> _Exercise description_:
What do the lines from the top of the data through the line with "Task: place a pin on each instance of the blue sea" say? Quote them exactly and include both ends.
-- Recorded information follows --
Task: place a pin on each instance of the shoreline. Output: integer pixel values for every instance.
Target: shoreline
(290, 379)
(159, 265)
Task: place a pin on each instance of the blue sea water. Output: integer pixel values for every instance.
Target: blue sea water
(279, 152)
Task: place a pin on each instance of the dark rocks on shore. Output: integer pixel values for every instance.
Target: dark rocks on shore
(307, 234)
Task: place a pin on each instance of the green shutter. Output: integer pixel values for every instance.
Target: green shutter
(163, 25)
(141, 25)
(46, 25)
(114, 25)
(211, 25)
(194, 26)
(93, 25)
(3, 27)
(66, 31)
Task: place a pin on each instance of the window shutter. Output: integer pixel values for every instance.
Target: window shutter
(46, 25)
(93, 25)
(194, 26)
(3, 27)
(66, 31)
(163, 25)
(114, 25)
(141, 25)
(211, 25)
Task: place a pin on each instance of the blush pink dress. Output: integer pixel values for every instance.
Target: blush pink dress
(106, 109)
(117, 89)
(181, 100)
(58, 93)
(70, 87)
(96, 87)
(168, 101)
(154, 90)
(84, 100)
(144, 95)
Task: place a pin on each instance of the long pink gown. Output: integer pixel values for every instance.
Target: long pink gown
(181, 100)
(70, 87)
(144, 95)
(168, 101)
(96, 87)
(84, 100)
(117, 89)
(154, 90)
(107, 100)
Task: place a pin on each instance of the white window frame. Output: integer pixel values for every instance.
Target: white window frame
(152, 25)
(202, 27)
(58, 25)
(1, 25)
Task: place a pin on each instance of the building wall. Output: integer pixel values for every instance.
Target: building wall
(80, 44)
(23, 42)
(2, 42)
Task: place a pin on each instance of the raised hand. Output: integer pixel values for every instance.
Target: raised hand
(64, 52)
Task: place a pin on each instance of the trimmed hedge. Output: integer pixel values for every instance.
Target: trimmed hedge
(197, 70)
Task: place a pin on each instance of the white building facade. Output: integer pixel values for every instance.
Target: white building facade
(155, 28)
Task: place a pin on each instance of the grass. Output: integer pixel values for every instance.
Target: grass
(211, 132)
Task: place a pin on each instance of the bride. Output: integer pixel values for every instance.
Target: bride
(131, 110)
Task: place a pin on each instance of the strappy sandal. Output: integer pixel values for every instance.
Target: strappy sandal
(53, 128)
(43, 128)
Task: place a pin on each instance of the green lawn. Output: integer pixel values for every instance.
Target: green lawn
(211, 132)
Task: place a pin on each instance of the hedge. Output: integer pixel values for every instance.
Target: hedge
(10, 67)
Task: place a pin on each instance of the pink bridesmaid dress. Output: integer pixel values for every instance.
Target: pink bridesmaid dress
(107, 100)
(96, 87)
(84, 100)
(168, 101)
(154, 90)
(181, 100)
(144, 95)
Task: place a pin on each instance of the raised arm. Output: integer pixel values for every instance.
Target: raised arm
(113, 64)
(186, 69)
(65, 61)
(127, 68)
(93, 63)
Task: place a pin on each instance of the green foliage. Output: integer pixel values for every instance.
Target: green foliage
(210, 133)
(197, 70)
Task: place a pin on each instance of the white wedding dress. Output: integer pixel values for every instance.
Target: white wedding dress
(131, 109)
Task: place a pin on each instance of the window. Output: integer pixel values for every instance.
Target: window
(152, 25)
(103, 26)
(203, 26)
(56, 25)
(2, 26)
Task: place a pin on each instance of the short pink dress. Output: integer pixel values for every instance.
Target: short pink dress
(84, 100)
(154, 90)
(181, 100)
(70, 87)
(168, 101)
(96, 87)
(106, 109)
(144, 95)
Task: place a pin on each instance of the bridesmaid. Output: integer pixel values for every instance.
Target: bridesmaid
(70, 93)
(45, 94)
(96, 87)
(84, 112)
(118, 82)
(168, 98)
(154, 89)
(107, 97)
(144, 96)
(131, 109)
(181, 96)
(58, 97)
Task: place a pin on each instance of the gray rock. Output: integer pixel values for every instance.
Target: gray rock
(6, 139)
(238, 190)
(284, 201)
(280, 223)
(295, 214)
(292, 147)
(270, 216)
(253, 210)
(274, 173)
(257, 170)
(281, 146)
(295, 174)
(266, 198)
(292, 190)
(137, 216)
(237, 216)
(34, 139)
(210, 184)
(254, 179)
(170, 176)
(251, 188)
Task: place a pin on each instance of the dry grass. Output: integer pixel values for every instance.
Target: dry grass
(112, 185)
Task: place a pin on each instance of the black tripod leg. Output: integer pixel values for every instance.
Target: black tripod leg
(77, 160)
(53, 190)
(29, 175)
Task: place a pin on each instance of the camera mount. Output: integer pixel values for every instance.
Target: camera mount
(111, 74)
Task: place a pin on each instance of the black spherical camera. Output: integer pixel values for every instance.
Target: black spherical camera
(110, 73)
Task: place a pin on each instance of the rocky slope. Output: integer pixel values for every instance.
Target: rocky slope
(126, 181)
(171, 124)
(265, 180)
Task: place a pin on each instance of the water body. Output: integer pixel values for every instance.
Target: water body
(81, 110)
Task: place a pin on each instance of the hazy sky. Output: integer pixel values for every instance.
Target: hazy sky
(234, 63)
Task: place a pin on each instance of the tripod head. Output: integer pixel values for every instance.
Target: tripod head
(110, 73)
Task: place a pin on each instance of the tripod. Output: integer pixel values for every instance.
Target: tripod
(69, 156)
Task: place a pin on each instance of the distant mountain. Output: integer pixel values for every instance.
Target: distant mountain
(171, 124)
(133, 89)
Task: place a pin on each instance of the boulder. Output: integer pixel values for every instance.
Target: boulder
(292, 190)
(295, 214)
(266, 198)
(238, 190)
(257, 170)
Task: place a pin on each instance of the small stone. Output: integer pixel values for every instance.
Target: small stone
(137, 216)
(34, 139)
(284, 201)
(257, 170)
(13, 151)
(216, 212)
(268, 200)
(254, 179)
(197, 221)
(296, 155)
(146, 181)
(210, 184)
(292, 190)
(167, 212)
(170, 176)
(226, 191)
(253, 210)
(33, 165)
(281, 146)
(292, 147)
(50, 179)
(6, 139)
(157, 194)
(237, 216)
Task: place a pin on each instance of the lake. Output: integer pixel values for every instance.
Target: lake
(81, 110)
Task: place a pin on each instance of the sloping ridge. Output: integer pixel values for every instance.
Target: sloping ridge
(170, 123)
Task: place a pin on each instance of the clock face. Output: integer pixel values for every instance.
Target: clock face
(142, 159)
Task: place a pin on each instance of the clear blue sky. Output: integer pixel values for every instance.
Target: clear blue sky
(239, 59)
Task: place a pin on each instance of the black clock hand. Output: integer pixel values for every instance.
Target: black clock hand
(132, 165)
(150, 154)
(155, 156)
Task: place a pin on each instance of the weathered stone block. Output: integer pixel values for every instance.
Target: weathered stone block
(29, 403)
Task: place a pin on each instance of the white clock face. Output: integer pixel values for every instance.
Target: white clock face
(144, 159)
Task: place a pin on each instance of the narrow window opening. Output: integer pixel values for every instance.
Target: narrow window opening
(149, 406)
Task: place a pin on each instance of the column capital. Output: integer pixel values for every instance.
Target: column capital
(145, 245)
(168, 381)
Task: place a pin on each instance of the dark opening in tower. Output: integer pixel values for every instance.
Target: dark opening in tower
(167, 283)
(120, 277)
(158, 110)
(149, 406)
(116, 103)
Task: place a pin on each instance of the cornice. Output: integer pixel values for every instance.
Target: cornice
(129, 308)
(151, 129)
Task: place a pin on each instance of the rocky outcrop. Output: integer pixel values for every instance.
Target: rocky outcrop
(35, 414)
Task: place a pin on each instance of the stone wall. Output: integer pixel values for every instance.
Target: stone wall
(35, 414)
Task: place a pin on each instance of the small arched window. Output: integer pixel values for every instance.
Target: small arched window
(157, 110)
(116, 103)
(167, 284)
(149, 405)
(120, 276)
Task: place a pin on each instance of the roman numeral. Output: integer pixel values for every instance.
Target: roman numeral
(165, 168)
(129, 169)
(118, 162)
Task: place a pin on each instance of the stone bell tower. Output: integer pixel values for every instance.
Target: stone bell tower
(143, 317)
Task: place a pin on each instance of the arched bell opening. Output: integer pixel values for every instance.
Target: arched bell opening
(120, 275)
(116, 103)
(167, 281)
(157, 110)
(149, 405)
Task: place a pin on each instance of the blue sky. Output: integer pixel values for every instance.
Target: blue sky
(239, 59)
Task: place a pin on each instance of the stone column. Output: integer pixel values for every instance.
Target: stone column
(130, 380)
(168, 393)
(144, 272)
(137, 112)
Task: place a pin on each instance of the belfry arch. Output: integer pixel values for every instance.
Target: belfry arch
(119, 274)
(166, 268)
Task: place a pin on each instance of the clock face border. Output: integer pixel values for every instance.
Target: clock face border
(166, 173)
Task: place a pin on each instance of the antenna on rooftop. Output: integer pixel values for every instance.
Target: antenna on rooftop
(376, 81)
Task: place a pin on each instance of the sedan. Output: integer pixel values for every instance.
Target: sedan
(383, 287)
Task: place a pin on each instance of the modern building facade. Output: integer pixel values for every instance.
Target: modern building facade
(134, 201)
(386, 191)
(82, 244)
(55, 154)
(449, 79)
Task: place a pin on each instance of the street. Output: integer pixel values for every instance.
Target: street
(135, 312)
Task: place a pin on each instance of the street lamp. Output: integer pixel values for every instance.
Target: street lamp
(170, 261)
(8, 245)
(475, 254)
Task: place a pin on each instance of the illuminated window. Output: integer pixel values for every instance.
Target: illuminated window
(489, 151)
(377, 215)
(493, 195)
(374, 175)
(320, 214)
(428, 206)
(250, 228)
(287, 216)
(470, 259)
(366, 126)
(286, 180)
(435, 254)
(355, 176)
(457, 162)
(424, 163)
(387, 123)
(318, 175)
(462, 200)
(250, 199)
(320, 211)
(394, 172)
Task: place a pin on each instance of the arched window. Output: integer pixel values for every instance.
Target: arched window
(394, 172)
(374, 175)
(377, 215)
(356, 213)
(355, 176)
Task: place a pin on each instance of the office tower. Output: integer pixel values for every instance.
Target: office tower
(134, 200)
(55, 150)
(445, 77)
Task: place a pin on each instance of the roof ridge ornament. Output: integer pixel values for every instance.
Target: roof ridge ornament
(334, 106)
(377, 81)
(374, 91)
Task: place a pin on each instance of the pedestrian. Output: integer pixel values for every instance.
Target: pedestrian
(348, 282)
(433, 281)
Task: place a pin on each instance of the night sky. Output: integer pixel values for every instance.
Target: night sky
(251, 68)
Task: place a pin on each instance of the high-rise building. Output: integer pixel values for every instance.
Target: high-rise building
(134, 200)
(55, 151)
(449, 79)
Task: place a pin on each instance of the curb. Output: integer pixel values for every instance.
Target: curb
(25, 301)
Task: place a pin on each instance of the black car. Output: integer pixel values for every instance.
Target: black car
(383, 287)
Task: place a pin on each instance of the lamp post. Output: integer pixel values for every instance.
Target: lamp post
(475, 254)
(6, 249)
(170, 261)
-- Recorded information concluded --
> _Result below_:
Task: place a pin on each instance of the shoreline. Output: integer pixel values for every instance.
Target: shoreline
(290, 379)
(159, 265)
Task: place a pin on each instance of the blue sea water. Output: integer pixel values for every instance.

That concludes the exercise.